Bounding-box data:
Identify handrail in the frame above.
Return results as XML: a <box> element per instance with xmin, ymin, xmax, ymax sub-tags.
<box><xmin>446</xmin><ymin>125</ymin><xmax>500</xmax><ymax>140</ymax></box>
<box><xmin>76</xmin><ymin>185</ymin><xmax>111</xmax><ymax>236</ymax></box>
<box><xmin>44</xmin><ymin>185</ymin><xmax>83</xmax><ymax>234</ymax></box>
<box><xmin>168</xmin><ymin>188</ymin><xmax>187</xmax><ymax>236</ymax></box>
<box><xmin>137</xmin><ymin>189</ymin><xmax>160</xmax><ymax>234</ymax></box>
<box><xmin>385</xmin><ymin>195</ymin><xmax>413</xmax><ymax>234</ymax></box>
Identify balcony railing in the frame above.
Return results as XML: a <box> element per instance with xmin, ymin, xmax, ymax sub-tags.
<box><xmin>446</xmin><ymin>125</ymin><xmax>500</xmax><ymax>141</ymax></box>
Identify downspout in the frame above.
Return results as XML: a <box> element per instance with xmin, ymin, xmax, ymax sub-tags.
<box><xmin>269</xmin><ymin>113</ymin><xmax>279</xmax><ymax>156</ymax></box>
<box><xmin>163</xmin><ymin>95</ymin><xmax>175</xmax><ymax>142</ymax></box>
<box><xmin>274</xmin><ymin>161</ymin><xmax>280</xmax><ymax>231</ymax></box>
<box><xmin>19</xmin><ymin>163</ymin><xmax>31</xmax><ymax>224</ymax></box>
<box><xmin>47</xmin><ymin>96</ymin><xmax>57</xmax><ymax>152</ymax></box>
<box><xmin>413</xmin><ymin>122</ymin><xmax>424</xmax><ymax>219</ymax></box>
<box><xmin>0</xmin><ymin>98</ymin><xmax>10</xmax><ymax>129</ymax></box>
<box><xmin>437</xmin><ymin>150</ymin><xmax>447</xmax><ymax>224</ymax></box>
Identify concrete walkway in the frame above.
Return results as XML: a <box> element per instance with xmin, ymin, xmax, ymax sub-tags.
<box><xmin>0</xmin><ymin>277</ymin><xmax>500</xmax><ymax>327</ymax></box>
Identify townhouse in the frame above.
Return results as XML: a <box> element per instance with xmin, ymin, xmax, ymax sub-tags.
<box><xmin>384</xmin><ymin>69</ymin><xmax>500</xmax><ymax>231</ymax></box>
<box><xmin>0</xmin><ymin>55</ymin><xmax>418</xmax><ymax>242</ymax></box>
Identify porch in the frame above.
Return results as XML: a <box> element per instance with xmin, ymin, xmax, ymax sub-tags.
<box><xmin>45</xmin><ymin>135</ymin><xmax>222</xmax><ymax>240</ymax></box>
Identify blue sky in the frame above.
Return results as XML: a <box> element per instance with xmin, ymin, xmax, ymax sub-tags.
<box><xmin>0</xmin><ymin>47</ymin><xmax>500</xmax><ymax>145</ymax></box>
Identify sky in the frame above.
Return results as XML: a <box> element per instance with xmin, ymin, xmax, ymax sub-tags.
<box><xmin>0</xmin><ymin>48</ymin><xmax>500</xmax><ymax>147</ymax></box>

Objective
Rewrite the data above, changing every "Identify" to "Locate" and leaving everything else as it is.

The response
Locate handrail in the frame above.
Return results as XML: a <box> element per instance with xmin, ymin, xmax, ymax sub-tags.
<box><xmin>446</xmin><ymin>125</ymin><xmax>500</xmax><ymax>140</ymax></box>
<box><xmin>76</xmin><ymin>185</ymin><xmax>111</xmax><ymax>236</ymax></box>
<box><xmin>44</xmin><ymin>185</ymin><xmax>83</xmax><ymax>234</ymax></box>
<box><xmin>168</xmin><ymin>188</ymin><xmax>187</xmax><ymax>236</ymax></box>
<box><xmin>137</xmin><ymin>189</ymin><xmax>160</xmax><ymax>234</ymax></box>
<box><xmin>385</xmin><ymin>195</ymin><xmax>413</xmax><ymax>234</ymax></box>
Locate balcony railing in the frame above.
Return results as XML: a <box> element per instance with xmin, ymin, xmax, ymax sub-tags.
<box><xmin>446</xmin><ymin>125</ymin><xmax>500</xmax><ymax>141</ymax></box>
Locate downspout in the frame above.
Return results as XML: a <box> element per instance with xmin, ymin, xmax, ymax sub-tags.
<box><xmin>269</xmin><ymin>113</ymin><xmax>279</xmax><ymax>156</ymax></box>
<box><xmin>163</xmin><ymin>95</ymin><xmax>175</xmax><ymax>142</ymax></box>
<box><xmin>274</xmin><ymin>161</ymin><xmax>280</xmax><ymax>231</ymax></box>
<box><xmin>19</xmin><ymin>163</ymin><xmax>31</xmax><ymax>224</ymax></box>
<box><xmin>47</xmin><ymin>96</ymin><xmax>57</xmax><ymax>152</ymax></box>
<box><xmin>413</xmin><ymin>122</ymin><xmax>424</xmax><ymax>219</ymax></box>
<box><xmin>0</xmin><ymin>98</ymin><xmax>10</xmax><ymax>129</ymax></box>
<box><xmin>437</xmin><ymin>150</ymin><xmax>447</xmax><ymax>224</ymax></box>
Locate concrete walkway in the frame above.
Return results as XML: a <box> element per instance with xmin, ymin, xmax, ymax sub-tags.
<box><xmin>0</xmin><ymin>277</ymin><xmax>500</xmax><ymax>327</ymax></box>
Locate townhouse in the frame above.
Return results as XML: a <box> element per instance with xmin, ymin, xmax, ymax sub-tags.
<box><xmin>384</xmin><ymin>69</ymin><xmax>500</xmax><ymax>231</ymax></box>
<box><xmin>0</xmin><ymin>55</ymin><xmax>418</xmax><ymax>242</ymax></box>
Locate porch in the frame above.
Return results as XML: a <box> element per instance with xmin, ymin, xmax, ymax sub-tags.
<box><xmin>45</xmin><ymin>135</ymin><xmax>222</xmax><ymax>240</ymax></box>
Locate blue sky in the frame above.
Return results as XML: a <box> element per instance with xmin, ymin, xmax, ymax sub-tags.
<box><xmin>0</xmin><ymin>47</ymin><xmax>500</xmax><ymax>145</ymax></box>
Locate sky in the frame above.
Return results as XML: a <box> element per instance with xmin, ymin, xmax, ymax sub-tags.
<box><xmin>0</xmin><ymin>48</ymin><xmax>500</xmax><ymax>147</ymax></box>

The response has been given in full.